DIRECTION: Please extend the cycling race preview below, picking up right after its final sentence about the Tour du Limousin.

DOCUMENT PASSAGE:
----------------------------------------

FJDuex.com's Brad McGee and Baden Cooke are back in action in Holland, together with Jimmy Casper, who is recovered from his Tour injuries. Speaking of sprinters, Lotto-Domo's Robbie McEwen and Telekom's Erik Zabel are both down to start, and with Petacchi there we could see a few Tour de France scores being settled (or not).

Finally, Quick.Step's Johan Museeuw, Tom Boonen and Servais Knaven will be looking to mix things up, with Laszlo Bodrogi there for the time trial.

The stages

  • Stage 1 - August 19: Middelburg - Rotterdam, 185 km
  • Stage 2 - August 20: Apeldoorn - Nijkerk, 190 km
  • Stage 3 - August 21: Coevorden - Denekamp, 86 km
  • Stage 4 - August 21: Nordhorn (Ger) - Denekamp ITT, 23 km
  • Stage 5 - August 22: Kleve (Ger) - Sittard-Geleen, 191.6 km
  • Stage 6 - August 23: Sittard-Geleen - Landgraaf, 214 km

Tour du Limousin preview

Following the Tour de l'Ain last week, the Tour du Limousin carries on the stage race calendar in France with a typically challenging parcours. The 36th edition of the race begins Tuesday Limoges with a 157km road stage to Saint-Junien. Although the race does not feature an individual time trial, the topography of the Limousin region should prompt the necessary selections to shape the general classification.

----------------------------------------

DATA EXCERPTS:
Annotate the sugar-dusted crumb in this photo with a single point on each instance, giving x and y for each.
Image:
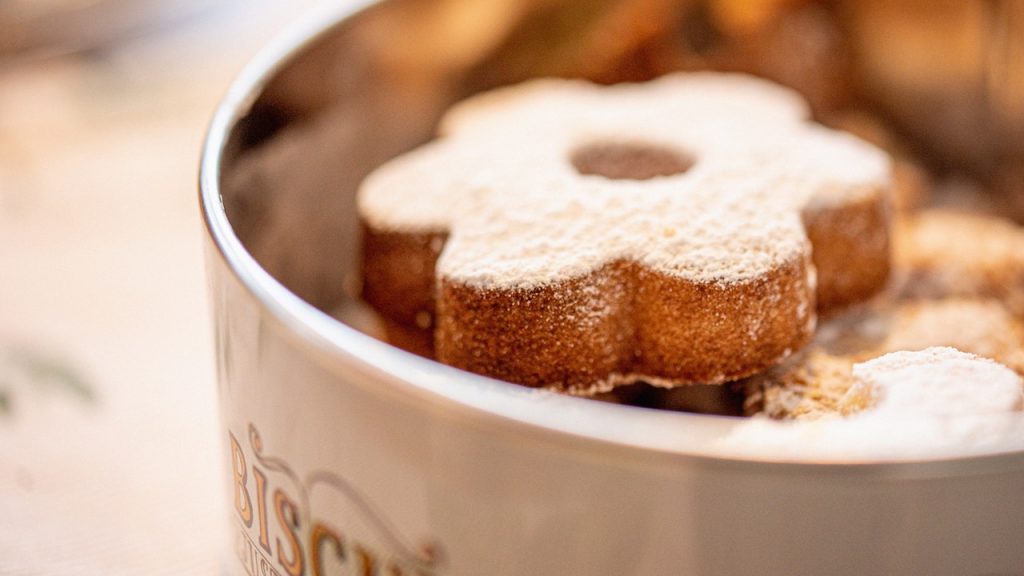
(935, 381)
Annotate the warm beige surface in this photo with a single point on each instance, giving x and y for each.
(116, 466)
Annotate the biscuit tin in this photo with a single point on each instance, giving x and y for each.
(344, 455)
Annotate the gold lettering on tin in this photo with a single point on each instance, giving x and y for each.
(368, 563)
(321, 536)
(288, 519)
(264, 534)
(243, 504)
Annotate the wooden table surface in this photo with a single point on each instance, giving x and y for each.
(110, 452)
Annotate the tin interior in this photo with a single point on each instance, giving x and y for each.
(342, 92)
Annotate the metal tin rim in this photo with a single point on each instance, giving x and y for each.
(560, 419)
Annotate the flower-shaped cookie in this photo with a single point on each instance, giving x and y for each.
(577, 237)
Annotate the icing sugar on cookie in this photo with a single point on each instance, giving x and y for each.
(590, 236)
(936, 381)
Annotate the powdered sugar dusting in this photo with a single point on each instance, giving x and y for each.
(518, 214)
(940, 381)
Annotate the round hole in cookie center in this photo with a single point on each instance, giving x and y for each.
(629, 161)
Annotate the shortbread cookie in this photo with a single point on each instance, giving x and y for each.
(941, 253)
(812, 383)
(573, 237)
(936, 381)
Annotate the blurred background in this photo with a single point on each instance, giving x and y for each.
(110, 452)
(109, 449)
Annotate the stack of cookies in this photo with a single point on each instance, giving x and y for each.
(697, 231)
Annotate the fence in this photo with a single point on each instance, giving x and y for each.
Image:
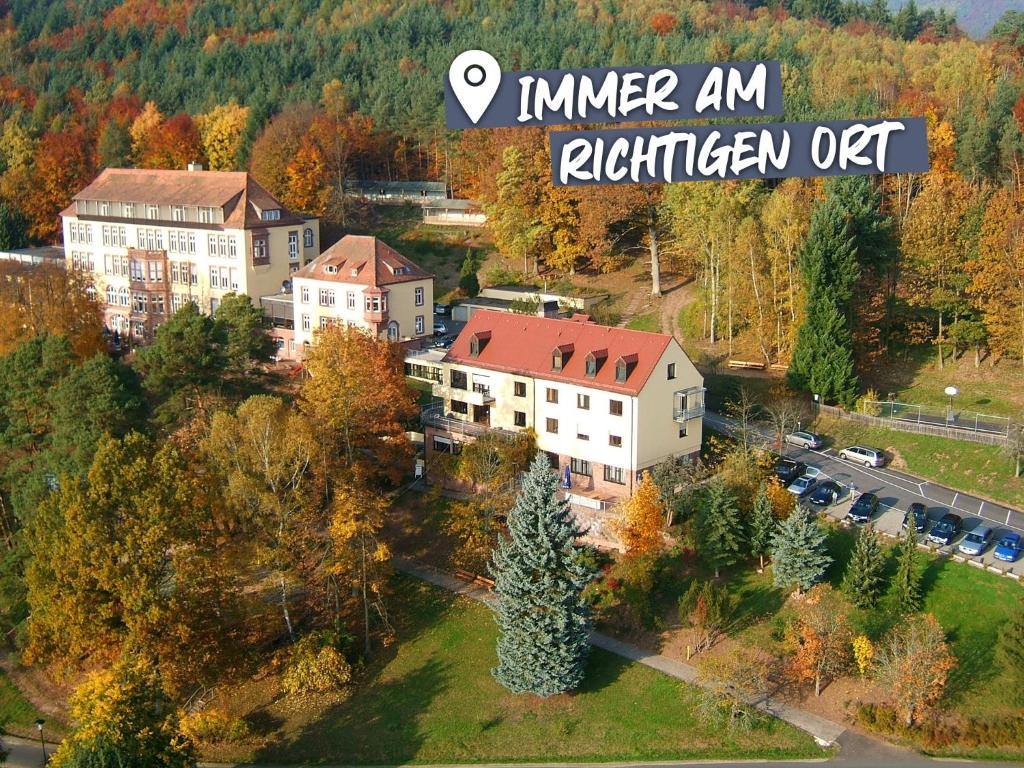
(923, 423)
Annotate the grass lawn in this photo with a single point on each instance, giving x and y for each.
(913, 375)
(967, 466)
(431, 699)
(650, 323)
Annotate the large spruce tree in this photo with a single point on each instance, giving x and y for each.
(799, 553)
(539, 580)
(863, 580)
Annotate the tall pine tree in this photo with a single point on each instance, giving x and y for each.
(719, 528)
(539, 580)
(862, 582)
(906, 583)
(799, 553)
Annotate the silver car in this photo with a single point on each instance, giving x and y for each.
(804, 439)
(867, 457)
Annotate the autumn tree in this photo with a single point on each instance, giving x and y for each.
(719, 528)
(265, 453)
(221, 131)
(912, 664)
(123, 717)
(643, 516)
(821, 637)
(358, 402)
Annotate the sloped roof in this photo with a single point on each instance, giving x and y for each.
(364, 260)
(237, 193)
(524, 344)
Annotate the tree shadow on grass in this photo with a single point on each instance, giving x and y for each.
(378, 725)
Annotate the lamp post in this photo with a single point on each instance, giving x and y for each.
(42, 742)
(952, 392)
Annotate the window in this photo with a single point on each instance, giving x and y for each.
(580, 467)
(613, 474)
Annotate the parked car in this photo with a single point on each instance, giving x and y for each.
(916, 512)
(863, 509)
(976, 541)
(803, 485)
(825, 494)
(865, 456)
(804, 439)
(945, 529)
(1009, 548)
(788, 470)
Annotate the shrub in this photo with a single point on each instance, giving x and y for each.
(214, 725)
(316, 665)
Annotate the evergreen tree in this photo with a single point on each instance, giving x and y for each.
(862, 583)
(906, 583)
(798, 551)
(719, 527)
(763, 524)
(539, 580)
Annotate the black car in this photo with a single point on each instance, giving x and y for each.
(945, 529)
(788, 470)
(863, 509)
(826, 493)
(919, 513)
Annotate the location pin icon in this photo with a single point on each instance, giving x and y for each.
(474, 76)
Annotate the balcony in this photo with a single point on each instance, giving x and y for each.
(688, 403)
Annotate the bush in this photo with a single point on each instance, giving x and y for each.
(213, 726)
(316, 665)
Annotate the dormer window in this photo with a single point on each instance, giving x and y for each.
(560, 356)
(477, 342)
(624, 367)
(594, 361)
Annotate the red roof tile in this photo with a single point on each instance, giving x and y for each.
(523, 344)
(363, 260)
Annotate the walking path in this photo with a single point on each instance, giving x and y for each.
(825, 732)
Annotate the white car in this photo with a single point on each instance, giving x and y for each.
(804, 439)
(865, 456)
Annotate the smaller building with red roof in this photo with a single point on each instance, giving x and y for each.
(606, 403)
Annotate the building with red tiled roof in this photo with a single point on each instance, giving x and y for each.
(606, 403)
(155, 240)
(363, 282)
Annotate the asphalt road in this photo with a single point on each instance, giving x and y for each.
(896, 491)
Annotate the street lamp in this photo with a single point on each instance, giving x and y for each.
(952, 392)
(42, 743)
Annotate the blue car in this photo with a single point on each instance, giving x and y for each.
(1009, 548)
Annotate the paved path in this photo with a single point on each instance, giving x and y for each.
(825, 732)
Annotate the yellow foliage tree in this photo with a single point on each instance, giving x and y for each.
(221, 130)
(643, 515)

----------------------------------------

RESULT:
"Around the Saint-Pardoux and Vassivière lakes, the routes for the four stages are truly unique to the region," race director Michel Conchon noted. "There is hardly a flat section, and the riders will always be at 100%."

French riders have won four of the last five editions of the race, with defending champion Patrice Halgand (Jean Delatour) lining up in search of a third win after his victories in 2000 and 2002.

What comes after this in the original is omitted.